---------- Passage to read ----------
Archive for the ‘Gluten Free’ Category

Butternut Squash Lasagna

Monday, July 7th, 2014

I remember watching TV once when I was a kid.  If I remember correctly, it was 7th Heaven, but I can’t say with any real authority.  Sorry.  Anyway, one of the characters said something about how they made a vegetarian lasagna, and I (stupidly) said, “ew… gross!”  My mom got a little offended, or maybe she was just calling me on my picky eating BS (it’s hard to call, really), and responded with “My lasagna is vegetarian, is it gross?”

And in my stupid little preteen brain, when I thought of vegetarian, I wasn’t thinking meatless.  I was thinking veggie-full.  And my stupid little preteen brain told me that veggies were gross.

This lasagna is the polar opposite of my mom’s lasagna from back then (although since getting this recipe from my sister-in-law, she only makes her lasagna this way).  There are tons of veggies.  And meat.  It makes no sense, really.  You could make it meatless, sure.  But I prefer not to.

Lasagna Done

And it doesn’t have veggies like my stupid preteen brain was picturing.  It doesn’t have mushrooms and olives, which I still maintain are pretty disgusting.  It doesn’t even have spinach, which even my preteen self was ok with in lasagna (primarily, I’ve stopped eating spinach because I’m pretty sure I was having an allergic reaction to it, at least in the large quantities that I was eating it).  It has a really sneaky vegetable masquerading as noodles.

Say what?!

Yep.  That’s how this thing is gluten free.  Zero pasta.  We could call into question its validity as a “lasagna” at all at this point, but once you see how yummy it is, I’m not sure you’ll want to.

I like to make it in little loaf pans because that’s about exactly right to feed me and my husband for dinner.  But when I’ve had it with my family, I’ve made it in 13×9 pans, and since that’s a more typical amount of lasagna, I’ve made the recipe thus.

On this particular occasion, I made a quadruple recipe and froze a ton of little loaf pans.  My husband and I are the proud owners of a new to us freezer that is currently sitting in our living room.  More on that later.  In the meantime, know that this meal freezes extraordinarily well.  I’ll even tell you how.

Lasagna Prep

Here’s how this lasagna goes down.
---------- Raw records ----------
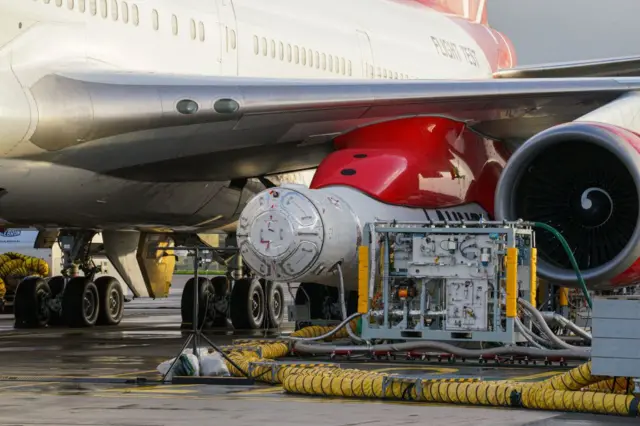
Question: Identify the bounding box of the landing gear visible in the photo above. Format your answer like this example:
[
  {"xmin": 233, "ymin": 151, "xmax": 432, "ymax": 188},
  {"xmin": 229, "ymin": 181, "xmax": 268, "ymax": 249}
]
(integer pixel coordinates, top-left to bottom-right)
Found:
[
  {"xmin": 180, "ymin": 276, "xmax": 285, "ymax": 330},
  {"xmin": 231, "ymin": 278, "xmax": 266, "ymax": 330},
  {"xmin": 14, "ymin": 231, "xmax": 124, "ymax": 328}
]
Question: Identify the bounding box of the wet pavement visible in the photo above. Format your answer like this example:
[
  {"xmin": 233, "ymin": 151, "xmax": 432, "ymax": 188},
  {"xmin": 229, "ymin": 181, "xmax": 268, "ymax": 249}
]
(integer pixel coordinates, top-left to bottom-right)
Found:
[{"xmin": 0, "ymin": 277, "xmax": 636, "ymax": 426}]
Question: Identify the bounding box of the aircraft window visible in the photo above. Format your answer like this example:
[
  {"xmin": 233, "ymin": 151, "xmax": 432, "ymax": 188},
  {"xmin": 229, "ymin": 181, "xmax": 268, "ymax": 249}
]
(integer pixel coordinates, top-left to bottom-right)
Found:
[
  {"xmin": 131, "ymin": 4, "xmax": 140, "ymax": 27},
  {"xmin": 171, "ymin": 15, "xmax": 178, "ymax": 35},
  {"xmin": 198, "ymin": 22, "xmax": 204, "ymax": 41},
  {"xmin": 122, "ymin": 1, "xmax": 129, "ymax": 24},
  {"xmin": 231, "ymin": 30, "xmax": 238, "ymax": 50}
]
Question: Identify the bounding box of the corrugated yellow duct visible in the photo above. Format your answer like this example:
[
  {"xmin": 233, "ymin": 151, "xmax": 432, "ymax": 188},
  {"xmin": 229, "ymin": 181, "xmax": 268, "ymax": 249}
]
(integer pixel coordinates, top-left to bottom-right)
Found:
[
  {"xmin": 0, "ymin": 251, "xmax": 49, "ymax": 299},
  {"xmin": 218, "ymin": 326, "xmax": 640, "ymax": 417}
]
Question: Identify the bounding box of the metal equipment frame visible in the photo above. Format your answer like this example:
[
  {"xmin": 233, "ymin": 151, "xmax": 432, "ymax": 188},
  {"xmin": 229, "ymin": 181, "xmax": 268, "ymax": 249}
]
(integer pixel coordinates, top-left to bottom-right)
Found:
[
  {"xmin": 361, "ymin": 221, "xmax": 535, "ymax": 344},
  {"xmin": 156, "ymin": 246, "xmax": 253, "ymax": 383}
]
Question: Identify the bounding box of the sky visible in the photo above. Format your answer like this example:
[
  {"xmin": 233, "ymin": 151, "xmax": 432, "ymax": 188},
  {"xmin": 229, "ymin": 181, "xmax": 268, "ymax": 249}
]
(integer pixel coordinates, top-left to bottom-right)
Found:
[{"xmin": 487, "ymin": 0, "xmax": 640, "ymax": 65}]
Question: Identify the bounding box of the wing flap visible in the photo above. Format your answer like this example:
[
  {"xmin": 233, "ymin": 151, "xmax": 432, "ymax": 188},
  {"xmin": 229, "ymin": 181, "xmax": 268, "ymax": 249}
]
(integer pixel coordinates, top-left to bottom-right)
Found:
[{"xmin": 494, "ymin": 56, "xmax": 640, "ymax": 78}]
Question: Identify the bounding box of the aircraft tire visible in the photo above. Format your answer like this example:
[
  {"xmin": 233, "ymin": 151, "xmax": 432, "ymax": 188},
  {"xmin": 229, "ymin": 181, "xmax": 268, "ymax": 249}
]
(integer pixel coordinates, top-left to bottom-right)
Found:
[
  {"xmin": 14, "ymin": 277, "xmax": 51, "ymax": 328},
  {"xmin": 96, "ymin": 277, "xmax": 124, "ymax": 325},
  {"xmin": 180, "ymin": 277, "xmax": 215, "ymax": 328},
  {"xmin": 47, "ymin": 275, "xmax": 65, "ymax": 326},
  {"xmin": 231, "ymin": 278, "xmax": 266, "ymax": 330},
  {"xmin": 211, "ymin": 275, "xmax": 229, "ymax": 327},
  {"xmin": 62, "ymin": 277, "xmax": 100, "ymax": 327},
  {"xmin": 263, "ymin": 281, "xmax": 284, "ymax": 328}
]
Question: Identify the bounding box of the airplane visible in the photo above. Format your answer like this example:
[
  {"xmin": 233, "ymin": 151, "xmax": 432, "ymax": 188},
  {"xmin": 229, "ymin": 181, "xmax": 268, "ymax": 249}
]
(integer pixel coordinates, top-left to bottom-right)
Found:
[{"xmin": 0, "ymin": 0, "xmax": 640, "ymax": 328}]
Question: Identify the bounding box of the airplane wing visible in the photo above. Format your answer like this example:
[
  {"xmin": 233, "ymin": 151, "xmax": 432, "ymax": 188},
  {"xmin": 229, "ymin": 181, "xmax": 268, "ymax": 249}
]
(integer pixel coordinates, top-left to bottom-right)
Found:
[
  {"xmin": 23, "ymin": 71, "xmax": 640, "ymax": 181},
  {"xmin": 494, "ymin": 56, "xmax": 640, "ymax": 78}
]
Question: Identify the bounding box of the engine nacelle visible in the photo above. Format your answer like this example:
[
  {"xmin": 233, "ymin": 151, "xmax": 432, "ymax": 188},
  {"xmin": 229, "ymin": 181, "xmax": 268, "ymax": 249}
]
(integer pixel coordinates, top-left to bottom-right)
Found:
[
  {"xmin": 237, "ymin": 185, "xmax": 487, "ymax": 290},
  {"xmin": 495, "ymin": 122, "xmax": 640, "ymax": 288}
]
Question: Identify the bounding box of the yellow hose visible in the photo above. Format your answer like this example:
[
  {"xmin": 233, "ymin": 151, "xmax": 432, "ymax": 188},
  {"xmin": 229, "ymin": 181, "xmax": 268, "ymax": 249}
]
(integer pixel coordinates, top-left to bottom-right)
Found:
[
  {"xmin": 582, "ymin": 377, "xmax": 635, "ymax": 395},
  {"xmin": 0, "ymin": 251, "xmax": 49, "ymax": 299},
  {"xmin": 216, "ymin": 326, "xmax": 640, "ymax": 417}
]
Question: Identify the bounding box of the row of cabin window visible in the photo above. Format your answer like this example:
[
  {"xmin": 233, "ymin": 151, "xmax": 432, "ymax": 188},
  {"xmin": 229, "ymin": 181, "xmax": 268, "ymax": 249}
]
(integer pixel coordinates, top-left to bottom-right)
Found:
[
  {"xmin": 42, "ymin": 0, "xmax": 140, "ymax": 26},
  {"xmin": 35, "ymin": 0, "xmax": 218, "ymax": 43},
  {"xmin": 253, "ymin": 35, "xmax": 353, "ymax": 76},
  {"xmin": 366, "ymin": 62, "xmax": 413, "ymax": 80}
]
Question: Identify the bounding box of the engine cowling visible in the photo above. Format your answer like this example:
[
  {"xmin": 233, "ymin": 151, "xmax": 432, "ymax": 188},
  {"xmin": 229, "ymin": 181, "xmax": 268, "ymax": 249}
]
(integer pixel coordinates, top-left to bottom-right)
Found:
[{"xmin": 495, "ymin": 122, "xmax": 640, "ymax": 288}]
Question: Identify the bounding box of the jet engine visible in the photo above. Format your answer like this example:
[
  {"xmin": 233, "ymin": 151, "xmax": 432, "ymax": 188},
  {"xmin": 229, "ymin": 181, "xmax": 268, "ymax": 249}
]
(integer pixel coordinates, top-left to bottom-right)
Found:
[{"xmin": 495, "ymin": 122, "xmax": 640, "ymax": 288}]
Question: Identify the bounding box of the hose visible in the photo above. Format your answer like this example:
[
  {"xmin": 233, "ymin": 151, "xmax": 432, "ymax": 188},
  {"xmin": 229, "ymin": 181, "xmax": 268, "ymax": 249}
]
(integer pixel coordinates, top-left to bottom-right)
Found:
[
  {"xmin": 289, "ymin": 312, "xmax": 362, "ymax": 342},
  {"xmin": 540, "ymin": 312, "xmax": 591, "ymax": 342},
  {"xmin": 533, "ymin": 222, "xmax": 593, "ymax": 309},
  {"xmin": 518, "ymin": 298, "xmax": 590, "ymax": 353},
  {"xmin": 294, "ymin": 341, "xmax": 589, "ymax": 359},
  {"xmin": 515, "ymin": 317, "xmax": 547, "ymax": 349},
  {"xmin": 215, "ymin": 322, "xmax": 640, "ymax": 417},
  {"xmin": 0, "ymin": 251, "xmax": 49, "ymax": 299}
]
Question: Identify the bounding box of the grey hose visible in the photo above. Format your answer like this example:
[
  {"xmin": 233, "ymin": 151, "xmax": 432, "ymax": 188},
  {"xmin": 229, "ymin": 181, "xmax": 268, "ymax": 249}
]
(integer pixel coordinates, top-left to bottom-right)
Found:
[
  {"xmin": 515, "ymin": 317, "xmax": 547, "ymax": 349},
  {"xmin": 336, "ymin": 263, "xmax": 366, "ymax": 343},
  {"xmin": 287, "ymin": 312, "xmax": 362, "ymax": 342},
  {"xmin": 540, "ymin": 312, "xmax": 591, "ymax": 341},
  {"xmin": 294, "ymin": 341, "xmax": 590, "ymax": 359},
  {"xmin": 518, "ymin": 298, "xmax": 590, "ymax": 353}
]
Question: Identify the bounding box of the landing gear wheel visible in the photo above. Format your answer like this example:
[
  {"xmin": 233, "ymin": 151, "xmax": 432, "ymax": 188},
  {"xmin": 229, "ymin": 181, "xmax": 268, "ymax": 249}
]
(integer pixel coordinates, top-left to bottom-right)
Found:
[
  {"xmin": 62, "ymin": 277, "xmax": 100, "ymax": 327},
  {"xmin": 231, "ymin": 278, "xmax": 266, "ymax": 330},
  {"xmin": 180, "ymin": 277, "xmax": 214, "ymax": 328},
  {"xmin": 96, "ymin": 277, "xmax": 124, "ymax": 325},
  {"xmin": 211, "ymin": 275, "xmax": 229, "ymax": 327},
  {"xmin": 47, "ymin": 275, "xmax": 65, "ymax": 325},
  {"xmin": 264, "ymin": 281, "xmax": 284, "ymax": 328},
  {"xmin": 14, "ymin": 277, "xmax": 51, "ymax": 328}
]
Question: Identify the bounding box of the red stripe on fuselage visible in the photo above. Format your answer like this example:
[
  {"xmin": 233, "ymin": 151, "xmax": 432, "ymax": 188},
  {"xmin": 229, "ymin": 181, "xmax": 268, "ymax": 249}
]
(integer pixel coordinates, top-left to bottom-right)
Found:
[{"xmin": 395, "ymin": 0, "xmax": 517, "ymax": 72}]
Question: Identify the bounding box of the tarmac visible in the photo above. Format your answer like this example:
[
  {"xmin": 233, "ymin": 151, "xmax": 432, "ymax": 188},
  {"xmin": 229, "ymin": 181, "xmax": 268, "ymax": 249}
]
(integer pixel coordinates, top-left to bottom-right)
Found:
[{"xmin": 0, "ymin": 276, "xmax": 637, "ymax": 426}]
----------
- [Set tasks]
A. Count the lines of the rows that contain the string "airplane", treating uppercase and lowercase as different. Reply with the number only.
B. Continue the butternut squash lasagna post from the point where it stops.

- [Expected answers]
A. 2

B.
Butternut Squash Lasagna

  • 1 medium butternut squash
  • 1 pound ground beef (optional)
  • 1/2 medium onion, diced
  • 2 jars spaghetti sauce
  • 2 cups grated mozzarella cheese

Brown the ground beef with the onions.  Add in the spaghetti sauce.  You can leave the sauce alone at this point.  Or I like to add some black pepper and fresh herbs and then just let it simmer.  This is all optional.

Peel the squash, then cut the skinnier part into thin round disks (about a quarter of an inch or less, try to be as uniform as possible).  Then cut the larger part in half vertically if it’s standing on its butt.  (I have no idea the technical terms for a butternut squash, so just go with me on this…)  Use a spoon to scoop out all the seeds and what not.  Now cut these into moon shaped disks.

Spoon a bit of sauce into your pan.  Then cover with a layer of butternut squash.  Top with sauce.  Then cheese.  Then repeat.  And again.  Until all the ingredients are used up.

Here’s where you cover with foil and freeze if you’re into that.  Then you just pull it out of the freezer, thaw, and follow these other directions when you’re ready to eat.

Cover with foil and bake at 350 degrees for approximately 45 minutes or until the squash is fork tender.  Then bake uncovered until the cheese is just slightly blistered.

P.S. The butternut squash really dried out my skin today, a problem I haven’t had when I’ve made this in the past.  I mean, we’re talking peeling skin dried out.  It’s gross.  If you have a similar problem, you should know that a bowl of sugar to rub your hands in and an episode of house hunters should do the trick.

A Time for Everything

Sunday, June 22nd, 2014

When I was a kid, I was so obsessed with ketchup.  It went on/in everything.  From mac’n’cheese to the more conventional french fry, I was obsessed.  And then, with no real warning, our sordid love affair was over.  Ketchup was disgusting, and I didn’t want it on my hamburger, let alone my mac’n’cheese.  Everything was barbecue, those days.  And really, barbecue is an ideal dipping sauce: spicy, sweet, with a little tanginess thrown in for good measure.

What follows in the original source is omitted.